Like the Merriam-Webster dictionary, which has become a Twitter star, the folks at the OED track most frequent look-ups. In January, when the Australian bushfire season was the worst on record, it was “bushfire” and “impeachment.” By February, it was “acquittal,” and by March it was “coronavirus.”
By April, “Covid-10” “Lockdown” and “Social Distancing” were dominating lookups, and in May there was a hopeful surge of folks looking up “reopening.”
Well.
Black Lives Matter “exploded in usage beginning in June of this year, remaining at elevated levels for the rest of the year.” July brought usage surges for “cancel culture” and “BIPOC,” and by August, the spotlight was on ballots and Belarus. “Mail-In” and “Belarusian” were frequent lookups. By October “superspreader” was hot.
To be fair, humanity has seen some of the events we saw in 2020 before. “The English language is studded with words from previous plagues and pandemics, mass social disruption, and an abundance of expressions that fulfill humanity’s perennial need to describe an often inhospitable word,” the Oxford report noted.
What was different this year was how fast language changed; the Oxford folks called it “hyperspeed.” Coronavirus lingo moved so fast that by April the noun “coronavirus” was being used more often than the noun “time.”
The linguistic highlights of 2020 often corresponded to important moments in the news cycle. After the World Health Organization labeled the coronavirus a “pandemic” on March 11th, the word “pandemic” was everywhere, and its usage increased by over 57,000 percent.

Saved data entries
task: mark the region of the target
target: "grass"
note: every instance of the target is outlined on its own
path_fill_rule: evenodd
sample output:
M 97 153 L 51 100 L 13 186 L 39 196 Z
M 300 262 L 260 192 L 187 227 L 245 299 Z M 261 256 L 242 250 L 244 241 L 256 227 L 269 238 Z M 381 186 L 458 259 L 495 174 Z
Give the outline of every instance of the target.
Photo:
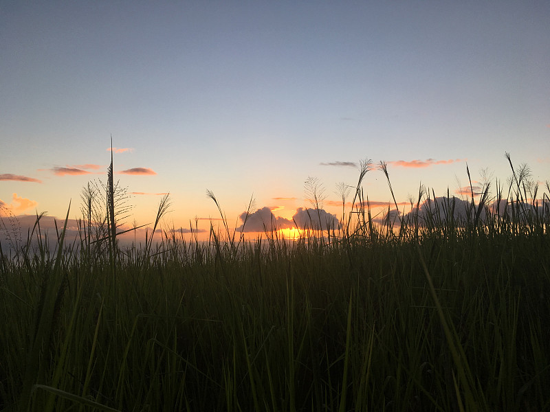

◆ PROBLEM DETAILS:
Answer these questions from the text about 2020 word trends:
1. Which word was a frequent look-up in March?
2. What word did the Oxford folks use for how fast language changed this year?
3. By how much did usage of "pandemic" increase after the World Health Organization's March 11th label?
Answer using only the text about 2020 word trends.

◆ ANSWER BOX:
1. "Coronavirus"
2. "Hyperspeed"
3. By over 57,000 percent